◆ What you should do ◆
Decide whether each statement below agrees with the text about Rodleen Getsic. For each, answer yes or no and quote the words from the text that settle it.
1. Getsic got health insurance in 2016.
2. Getsic agreed to have her collarbones removed.
3. Dr. Lawrence Lavine is a neurosurgeon in Seattle.

After tangling with the reality of health insurance in the U.S. and getting financial help from friends like Aileen Getty, Getsic was able to access doctors who helped to further diagnose her condition. She finally secured health insurance in 2016, and received a $25,000 motorized wheelchair in 2017. The wheelchair included head support, a crucial component that helped her avoid pain, seizures, and states of paralysis that had left her unable even to speak.

“I’ve put almost 1,400 miles on the wheelchair between then and now,” said Getsic. “I got a wheelchair van and put more than 160,000 on it during that same period. I felt free.”

Healing journey

With a solid diagnosis in hand, Getsic sought to fix the problem. “One doctor wanted to remove my collarbones because it would help me not to have pain from the venous compression,” she said. “I said no, if my body moved that way once, I would move it back. I grew up doing yoga, so I created my own yoga moves to use in bed.”

Then Dr. Collins referred Getsic to Dr. Lawrence Lavine, an osteopathic neurosurgeon in Tacoma. World renowned for his work with sports injuries, Dr. Lavine performed intense osteopathic manipulation of Getsic’s body.

“He saved my life, too,” said Getsic. “He got my body so that I was more functional—less pain, but still many issues and the pain didn’t go away. I had thought I would live the rest of my life in pain.”

In January 2024, Getsic began prolotherapy with Dr. Alex Lloyd at Swedish Hospital Neuroscience and Sports and Spine Clinic. The therapy injects glucose into Getsic’s chest, collarbones, and skull, to stimulate her body’s natural healing process.

She also has benefited from physical and occupational therapy with therapist David Wald at North Sound Hellerwork in Mill Creek, doing pilates and an intensive massage called Hellerwork.

Locally, Getsic credits Nurse Practitioner Christina Jepperson for her continued healing.

“I love her so much, and I am extremely grateful for her. I would not have made it through all the reeling and healing without Christina. She understood my injury and helped me along the way with all of the many referrals, hoops and hurdles, and forming my team of doctors.”

Stand up

On July 26, 2025, Getsic left her wheelchair—mostly. She still uses it sometimes for errands or faraway trips, “or if I’m feeling like I need it. It fluctuates,” she said. “But this glimpse of healing that keeps opening up is way beyond what I expected.”

“What kept me going was my faith, knowing that all of this is happening for a reason, knowing my divine purpose. If I didn’t have the faith that was instilled in me since I was little, I wouldn’t have survived. I pray that I heal completely, and that one day, there is no more pain.

“After the accident, I learned how important trying is. You have to keep trying. I’d rather lose and die than live and not try. This whole comeback thing is so impossible, miraculous, surprising, mysterious, nerve-wracking … all I can do is give it to God. I have no idea what’s going to happen for sure, where or how my trajectory will flow, but faith is guiding.

“Someday I’ll write a book about this.”

Rodleen Getsic in Seattle, 1995, 15 years before the accident that would chart her course for the next 15 years. Photo by Ed Giecek.

Rodleen Getsic in her wheelchair in Aiken, South Carolina, circa 2019, photographed by her husband, Parker Richardson, whom she married in 2018. The couple separated in 2023.

Rodleen Getsic coped with her brainstem pain through her art, such as the piece above. “My teeth felt like they were popping out,” she said of this drawing.

Rodleen Getsic with friend, Rader Sconce, after the funeral for Sconce’s father, Tim Sconce, known locally as Tiny Tim. This photo was taken on July 26, 2025, the same day that Getsic braved the world with no cane. “I had just had three close friends die at once,” said Getsic. “Their energies infused into me.” Photo by Zoë Conners.

Another drawing by Rodleen Getsic as she strove to illustrate her pain.

Rodleen Getsic stands at the Henry Thompson Bridge in Concrete, Washington.

Rodleen Getsic in Concrete Town Center, Concrete, Washington.

◆ Supplied records ◆

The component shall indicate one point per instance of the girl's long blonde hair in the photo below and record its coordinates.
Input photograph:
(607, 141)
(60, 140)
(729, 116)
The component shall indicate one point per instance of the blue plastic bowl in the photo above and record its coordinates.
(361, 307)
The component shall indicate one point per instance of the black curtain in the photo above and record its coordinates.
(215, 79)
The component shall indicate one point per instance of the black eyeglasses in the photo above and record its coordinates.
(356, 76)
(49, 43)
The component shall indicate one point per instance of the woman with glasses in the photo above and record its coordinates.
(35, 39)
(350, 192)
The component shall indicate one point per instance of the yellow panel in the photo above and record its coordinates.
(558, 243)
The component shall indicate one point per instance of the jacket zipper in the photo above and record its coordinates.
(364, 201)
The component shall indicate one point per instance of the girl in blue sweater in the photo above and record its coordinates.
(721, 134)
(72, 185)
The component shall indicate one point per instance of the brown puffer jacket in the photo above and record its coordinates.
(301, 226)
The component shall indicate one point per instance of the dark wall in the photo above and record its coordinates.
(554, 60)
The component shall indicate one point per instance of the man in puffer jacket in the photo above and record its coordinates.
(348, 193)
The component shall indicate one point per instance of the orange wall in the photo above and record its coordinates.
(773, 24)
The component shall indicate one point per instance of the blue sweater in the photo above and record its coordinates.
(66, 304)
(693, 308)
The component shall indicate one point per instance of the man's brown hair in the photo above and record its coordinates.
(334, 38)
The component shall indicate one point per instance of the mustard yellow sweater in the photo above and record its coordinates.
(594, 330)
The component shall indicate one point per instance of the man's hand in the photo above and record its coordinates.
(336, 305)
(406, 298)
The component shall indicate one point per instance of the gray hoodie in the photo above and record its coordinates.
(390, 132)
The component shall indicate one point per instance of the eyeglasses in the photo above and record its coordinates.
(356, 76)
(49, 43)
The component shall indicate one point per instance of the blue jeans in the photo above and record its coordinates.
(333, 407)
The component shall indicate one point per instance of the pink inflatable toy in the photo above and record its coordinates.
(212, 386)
* * *
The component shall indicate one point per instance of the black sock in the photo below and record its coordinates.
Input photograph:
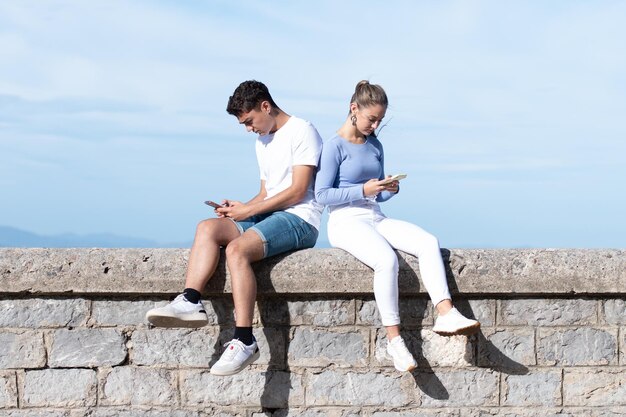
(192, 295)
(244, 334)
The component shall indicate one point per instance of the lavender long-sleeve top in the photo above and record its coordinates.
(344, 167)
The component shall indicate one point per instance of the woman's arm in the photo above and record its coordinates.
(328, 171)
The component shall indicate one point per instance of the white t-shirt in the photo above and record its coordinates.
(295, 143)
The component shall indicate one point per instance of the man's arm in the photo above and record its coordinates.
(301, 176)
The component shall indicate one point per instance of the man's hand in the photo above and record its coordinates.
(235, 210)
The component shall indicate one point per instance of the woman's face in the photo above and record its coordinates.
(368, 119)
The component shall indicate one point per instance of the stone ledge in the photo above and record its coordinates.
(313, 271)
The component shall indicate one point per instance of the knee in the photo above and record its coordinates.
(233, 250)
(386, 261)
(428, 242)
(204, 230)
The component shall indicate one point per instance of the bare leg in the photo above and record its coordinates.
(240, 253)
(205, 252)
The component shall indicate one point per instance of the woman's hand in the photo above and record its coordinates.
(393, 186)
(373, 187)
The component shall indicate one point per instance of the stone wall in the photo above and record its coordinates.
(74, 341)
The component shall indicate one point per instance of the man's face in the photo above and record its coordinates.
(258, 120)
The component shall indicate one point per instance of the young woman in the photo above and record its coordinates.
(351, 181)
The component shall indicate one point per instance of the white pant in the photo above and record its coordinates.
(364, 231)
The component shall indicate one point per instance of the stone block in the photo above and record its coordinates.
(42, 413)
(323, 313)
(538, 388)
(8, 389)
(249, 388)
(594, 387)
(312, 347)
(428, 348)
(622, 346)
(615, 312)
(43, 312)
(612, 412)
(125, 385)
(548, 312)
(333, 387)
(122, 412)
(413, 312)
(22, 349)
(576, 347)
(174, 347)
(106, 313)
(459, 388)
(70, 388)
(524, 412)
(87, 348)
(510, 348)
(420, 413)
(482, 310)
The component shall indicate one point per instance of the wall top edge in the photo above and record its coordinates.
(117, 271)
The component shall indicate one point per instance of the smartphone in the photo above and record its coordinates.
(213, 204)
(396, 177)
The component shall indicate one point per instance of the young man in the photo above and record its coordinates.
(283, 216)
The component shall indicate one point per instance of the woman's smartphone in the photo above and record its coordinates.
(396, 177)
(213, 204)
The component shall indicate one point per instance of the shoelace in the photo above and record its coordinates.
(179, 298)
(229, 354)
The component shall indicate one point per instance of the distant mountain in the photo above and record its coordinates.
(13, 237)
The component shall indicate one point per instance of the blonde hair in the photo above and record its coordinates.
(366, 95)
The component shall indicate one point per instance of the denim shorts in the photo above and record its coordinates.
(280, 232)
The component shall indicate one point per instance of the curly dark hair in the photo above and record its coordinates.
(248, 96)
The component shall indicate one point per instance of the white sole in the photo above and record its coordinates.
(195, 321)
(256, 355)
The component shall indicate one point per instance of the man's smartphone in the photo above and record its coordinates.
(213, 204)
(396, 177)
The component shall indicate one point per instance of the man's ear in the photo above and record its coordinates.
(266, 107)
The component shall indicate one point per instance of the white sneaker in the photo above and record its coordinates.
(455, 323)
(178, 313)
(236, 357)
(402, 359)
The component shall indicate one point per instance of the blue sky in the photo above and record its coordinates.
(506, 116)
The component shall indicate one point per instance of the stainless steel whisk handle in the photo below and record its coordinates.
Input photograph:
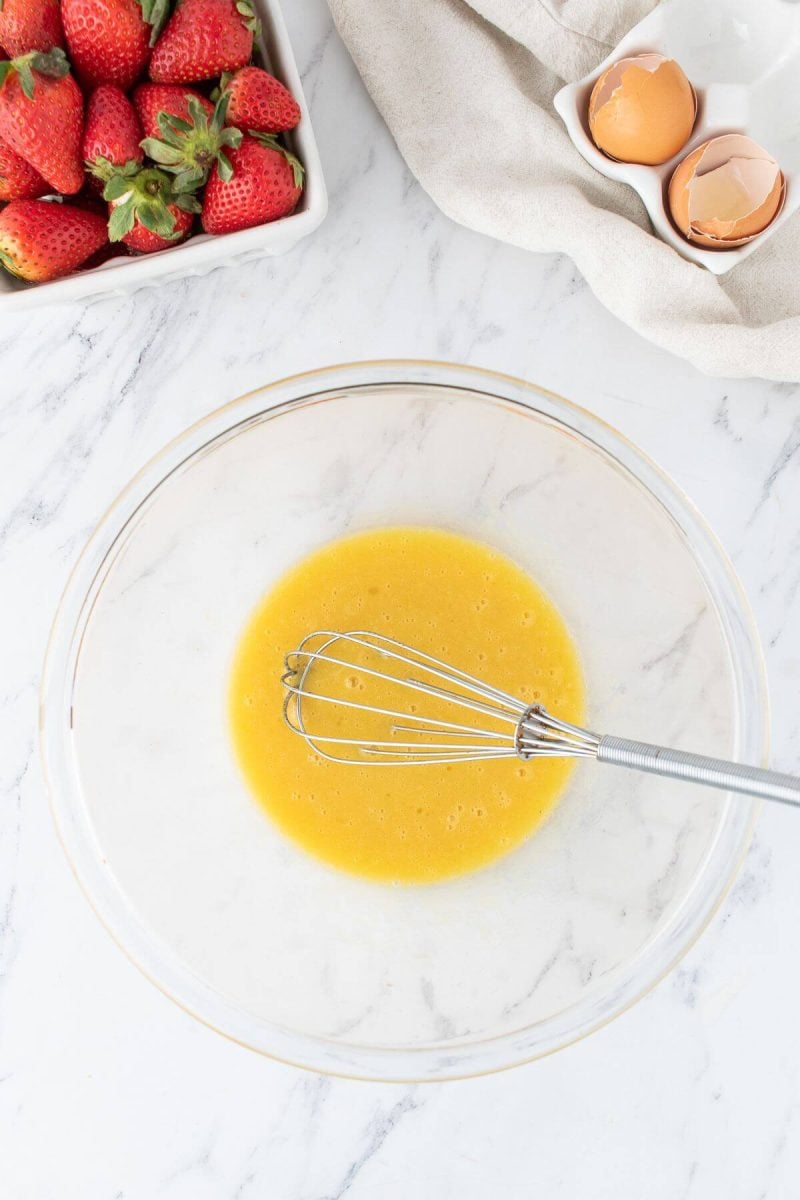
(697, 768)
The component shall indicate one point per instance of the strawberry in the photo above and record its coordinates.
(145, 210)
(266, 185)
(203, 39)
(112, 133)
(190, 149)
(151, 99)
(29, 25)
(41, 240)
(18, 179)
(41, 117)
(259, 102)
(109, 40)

◆ Solution to the problem ◆
1. Yes: "She finally secured health insurance in 2016"
2. No: "I said no, if my body moved that way once, I would move it back."
3. No: "an osteopathic neurosurgeon in Tacoma"